## Text extract

3D printer math

9 Ways Teachers Can Use a 3D Printer to Teach Math and Science

We completely understand: 3D printing can sound intimidating. But it can open so many doors for students, especially in math and science.

Fear not, brave teacher. We’ve got just what you need to move your 3D-printing goals forward—whether your 3D printer has a cozy little spot in your supply closet, silently collecting dust, or you and your students have jumped feet-first into 3D-printing projects.

Get moving and shaking with these project ideas:

1. Design custom artwork frames.

This project is perfect for elementary students. They’ll practice their geometry skills as well as calculate measurements, weights and balance as they design a modular frame for a specific piece of art. As an extension, challenge students to create decorations that can snap on and off of the frame for a fully customized display.

Credit: Dremel Dreams, created by O’Donnell Learn

2. Go cross-curricular.

Here’s a fun idea! Brock Perkins, a fifth grade teacher at Winchester Thurston School in Pennsylvania, teaches an extensive cross-curricular unit on the Middle Ages. Students learn about the lives of the peasants and the nobility, castle structure and design, and they study siege machines like catapults and battering rams.

He and the school’s instructional technology specialist, Katie Weber, introduced the 3D-printing element of the project by printing out several different designs of catapults (found on www.thingiverse.com) and predicting and then testing the ability of these machines to launch projectiles. They then pair students up to brainstorm a design of their own to print on their 3D printer.

“Their task is to create an ‘anti-siege’ machine to protect their castles from invaders. They sketch their ideas and then work in the online CAD program Tinkercad to design their machines,” says Weber. “Luckily, our middle school students have extensive experience in Tinkercad, so they can help our fifth grade students with their creations. ” After much trial and error (including resizing and flipping designs), the final products often look amazingly like the original brainstorming sketches.

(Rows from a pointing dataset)
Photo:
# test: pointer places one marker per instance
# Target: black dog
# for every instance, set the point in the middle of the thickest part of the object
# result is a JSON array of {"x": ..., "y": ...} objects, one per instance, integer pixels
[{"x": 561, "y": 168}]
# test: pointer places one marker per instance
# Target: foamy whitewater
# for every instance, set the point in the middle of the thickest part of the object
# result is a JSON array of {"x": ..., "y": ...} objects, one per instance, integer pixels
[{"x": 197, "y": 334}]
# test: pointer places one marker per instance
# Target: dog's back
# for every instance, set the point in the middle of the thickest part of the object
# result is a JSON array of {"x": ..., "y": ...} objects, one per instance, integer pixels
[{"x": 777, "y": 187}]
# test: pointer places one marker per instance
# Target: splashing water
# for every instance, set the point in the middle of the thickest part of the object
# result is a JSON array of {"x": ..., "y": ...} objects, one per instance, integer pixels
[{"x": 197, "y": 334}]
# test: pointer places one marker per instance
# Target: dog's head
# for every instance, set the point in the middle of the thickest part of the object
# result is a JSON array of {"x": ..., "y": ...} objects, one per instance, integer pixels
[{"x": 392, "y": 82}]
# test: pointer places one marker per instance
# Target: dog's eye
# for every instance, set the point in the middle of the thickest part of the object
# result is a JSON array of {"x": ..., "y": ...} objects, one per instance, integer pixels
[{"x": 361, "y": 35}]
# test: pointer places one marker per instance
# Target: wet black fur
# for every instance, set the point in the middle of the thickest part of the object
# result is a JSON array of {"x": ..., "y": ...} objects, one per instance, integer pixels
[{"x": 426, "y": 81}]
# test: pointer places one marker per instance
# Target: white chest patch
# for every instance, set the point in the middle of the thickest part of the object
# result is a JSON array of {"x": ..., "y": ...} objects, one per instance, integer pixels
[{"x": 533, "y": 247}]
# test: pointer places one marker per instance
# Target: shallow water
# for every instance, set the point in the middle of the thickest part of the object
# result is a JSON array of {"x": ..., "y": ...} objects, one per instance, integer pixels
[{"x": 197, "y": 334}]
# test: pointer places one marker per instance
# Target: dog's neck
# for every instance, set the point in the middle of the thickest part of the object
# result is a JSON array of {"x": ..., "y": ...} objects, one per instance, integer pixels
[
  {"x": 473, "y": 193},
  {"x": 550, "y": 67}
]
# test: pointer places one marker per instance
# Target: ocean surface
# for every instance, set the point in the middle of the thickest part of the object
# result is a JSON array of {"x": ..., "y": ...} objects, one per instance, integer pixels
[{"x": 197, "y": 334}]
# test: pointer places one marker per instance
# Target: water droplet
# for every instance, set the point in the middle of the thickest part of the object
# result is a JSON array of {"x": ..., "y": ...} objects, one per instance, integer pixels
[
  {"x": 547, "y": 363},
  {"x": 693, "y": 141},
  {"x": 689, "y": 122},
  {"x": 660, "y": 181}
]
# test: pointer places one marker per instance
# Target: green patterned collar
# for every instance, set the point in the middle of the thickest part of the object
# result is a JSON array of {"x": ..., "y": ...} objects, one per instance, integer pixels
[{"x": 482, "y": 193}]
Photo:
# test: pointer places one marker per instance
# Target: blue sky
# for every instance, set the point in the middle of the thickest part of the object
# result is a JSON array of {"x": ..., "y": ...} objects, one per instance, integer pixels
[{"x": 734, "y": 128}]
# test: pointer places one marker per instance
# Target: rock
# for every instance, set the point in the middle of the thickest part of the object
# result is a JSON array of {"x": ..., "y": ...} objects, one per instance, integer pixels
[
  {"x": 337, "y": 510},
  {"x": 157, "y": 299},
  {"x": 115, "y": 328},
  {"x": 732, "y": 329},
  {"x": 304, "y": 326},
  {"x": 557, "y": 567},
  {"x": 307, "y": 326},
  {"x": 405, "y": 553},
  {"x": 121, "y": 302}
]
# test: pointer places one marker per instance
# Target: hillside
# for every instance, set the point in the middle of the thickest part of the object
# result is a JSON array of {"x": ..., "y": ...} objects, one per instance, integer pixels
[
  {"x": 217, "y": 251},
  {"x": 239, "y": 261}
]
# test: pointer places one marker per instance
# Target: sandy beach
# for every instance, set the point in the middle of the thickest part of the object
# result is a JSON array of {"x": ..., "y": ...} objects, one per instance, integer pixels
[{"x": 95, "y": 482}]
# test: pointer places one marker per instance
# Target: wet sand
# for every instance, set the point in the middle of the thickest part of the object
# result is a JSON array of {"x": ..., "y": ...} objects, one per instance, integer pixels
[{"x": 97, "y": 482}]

## Exercise requirements
A. Answer these questions using the 3D printing article:
(i) Which students is the custom artwork frames project described as perfect for?
(ii) At which school does Brock Perkins teach?
(iii) In which online CAD program do students design their machines?
B. According to the 3D printing article, what do students calculate while designing the modular artwork frame? List each item.

## Answers in order
A.
(i) Elementary students
(ii) Winchester Thurston School in Pennsylvania
(iii) Tinkercad

B.
- Measurements
- Weights
- Balance